Document text:
►

It was January 8, 2018, a clear night at Cape Canaveral. The SpaceX Falcon 9 rocket launched beautifully, casting a brilliant light over the dark marshes. Minutes later the spent first stage separated and fell away, and the second stage burst into life and sped the craft even higher, aiming for whatever orbit the payload would eventually assume. The payload fairings detached and tumbled away as planned once the craft was out of the atmosphere, and the secretive satellite known only as Zuma was exposed to space. As it rocketed higher and higher, still attached to the SpaceX second stage, the media broadcasts cut off for secrecy purposes. All we know about what happened next is a series of seemingly contradictory events that guaranteed Zuma will inspire lively debate to both space historians and conspiracy theorists alike for quite some time. Today we're going to point the skeptical eye at what's known, what's rumored, and some really cool stuff that might be true — and that would also be unprecedented.

Everything about this launch was weird, even before it happened, prompting space enthusiasts to pay extra close attention. Unconfirmed reports were published online (before the launch) that SpaceX boss Elon Musk:

...sent an email about this launch stating that it was the most valuable satellite they have launched to date. Any misgivings or inklings of issues... call or email him directly and he would get teams on it to verify.

The hazard areas published in advance of the launch — warning of the places to avoid should the rocket fail soon after launch, and then again where the spent second stage was expected to fall — told us that Zuma's orbit was to be at a 50°-51° inclination. Picture a hula hoop around the Earth, but tilted 50° off horizontal. This is a virtually unheard of orbit. Optical spy satellites are at sun-synchronous 98° polar orbits; electronic intelligence (SIGINT) satellites use highly elliptical 63.4° orbits; radar satellites use a 68°, 57°, or 123° orbit; and geostationary orbits launch at a 28° inclination. The only other launch at 50° was only eight months earlier, an equally secret satellite designated USA-276 launched by the National Reconnaissance Office — a spy satellite. USA-276 is very close to the International Space Station's orbit. So close, in fact, that just a month after its launch it passed only 6.4 kilometers from the station — that's wildly, insanely close. Early speculation was that Zuma, with its similar inclination, might have had some similar intent; but as we'll see, that turned out not to be the case.

◄

Task set:
1. In the Zuma launch text, reproduce the passage from "Everything about this" up to and including "it to verify.".
2. List every kind of satellite or orbit, not individual satellites, that the Zuma launch text pairs with a typical inclination, and give the inclination stated for each.

Dataset excerpts

►

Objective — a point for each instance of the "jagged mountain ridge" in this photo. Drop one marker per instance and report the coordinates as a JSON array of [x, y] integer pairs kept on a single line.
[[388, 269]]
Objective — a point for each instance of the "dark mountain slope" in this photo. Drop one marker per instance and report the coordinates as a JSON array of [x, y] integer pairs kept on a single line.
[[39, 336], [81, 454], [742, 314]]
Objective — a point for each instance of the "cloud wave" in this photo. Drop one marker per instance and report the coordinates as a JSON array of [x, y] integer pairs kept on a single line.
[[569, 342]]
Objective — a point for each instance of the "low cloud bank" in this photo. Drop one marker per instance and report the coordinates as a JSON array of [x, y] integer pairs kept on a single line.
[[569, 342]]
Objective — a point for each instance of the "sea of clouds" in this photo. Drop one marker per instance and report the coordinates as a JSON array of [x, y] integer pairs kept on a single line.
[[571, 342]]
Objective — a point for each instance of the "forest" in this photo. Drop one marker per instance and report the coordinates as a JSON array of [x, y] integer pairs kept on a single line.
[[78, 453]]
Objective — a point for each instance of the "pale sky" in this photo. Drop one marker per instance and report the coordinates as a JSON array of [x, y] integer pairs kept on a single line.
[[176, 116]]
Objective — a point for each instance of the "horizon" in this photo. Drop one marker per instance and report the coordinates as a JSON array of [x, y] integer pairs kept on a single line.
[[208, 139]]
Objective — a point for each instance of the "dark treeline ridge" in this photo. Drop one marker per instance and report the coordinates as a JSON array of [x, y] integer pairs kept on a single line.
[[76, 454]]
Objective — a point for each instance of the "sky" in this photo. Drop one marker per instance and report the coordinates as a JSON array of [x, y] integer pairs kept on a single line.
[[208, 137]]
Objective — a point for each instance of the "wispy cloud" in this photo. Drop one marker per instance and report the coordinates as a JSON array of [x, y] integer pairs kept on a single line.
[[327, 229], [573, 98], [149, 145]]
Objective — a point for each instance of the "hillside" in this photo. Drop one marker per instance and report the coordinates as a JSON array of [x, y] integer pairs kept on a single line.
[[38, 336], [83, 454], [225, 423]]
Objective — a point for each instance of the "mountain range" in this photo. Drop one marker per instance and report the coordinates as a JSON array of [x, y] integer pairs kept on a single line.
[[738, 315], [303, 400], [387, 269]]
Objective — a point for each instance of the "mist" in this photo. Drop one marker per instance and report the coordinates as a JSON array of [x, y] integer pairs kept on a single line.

◄

Activity answers:
1.
Everything about this launch was weird, even before it happened, prompting space enthusiasts to pay extra close attention. Unconfirmed reports were published online (before the launch) that SpaceX boss Elon Musk:

...sent an email about this launch stating that it was the most valuable satellite they have launched to date. Any misgivings or inklings of issues... call or email him directly and he would get teams on it to verify.

2.
- Optical spy satellites: sun-synchronous 98° polar orbits
- Electronic intelligence (SIGINT) satellites: highly elliptical 63.4° orbits
- Radar satellites: a 68°, 57°, or 123° orbit
- Geostationary orbits: launch at a 28° inclination